## begin ENTRIES SUPPLIED
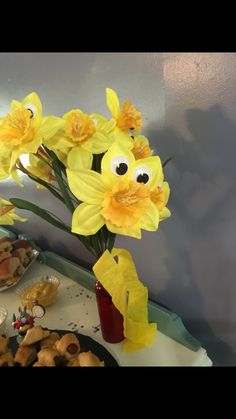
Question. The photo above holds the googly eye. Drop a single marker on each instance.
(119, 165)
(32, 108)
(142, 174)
## end ENTRIES SUPPLIED
## begin ENTRIES SUPPLIED
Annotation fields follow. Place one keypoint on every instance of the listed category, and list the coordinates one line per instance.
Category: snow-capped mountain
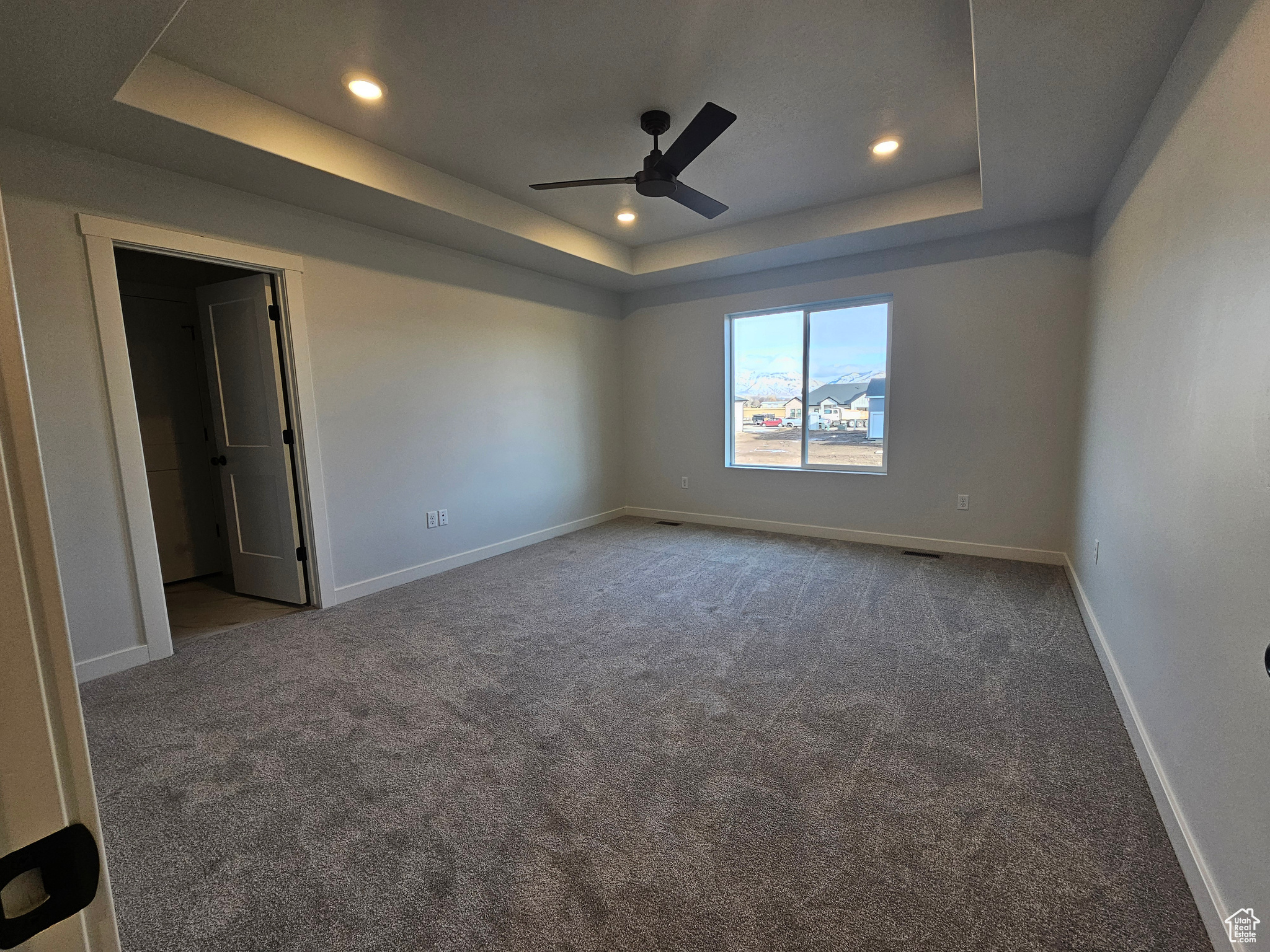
## end ENTRIES SUPPLIED
• AIM: Reproduce the records word for word, starting with the line that contains "Annotation fields follow." and ending with the line that contains "Category: snow-capped mountain", both lines included.

• COMPLETED EXERCISE:
Annotation fields follow. Place one keypoint on every instance of the listed category, and list the coordinates one line per instance.
Category: snow-capped mountain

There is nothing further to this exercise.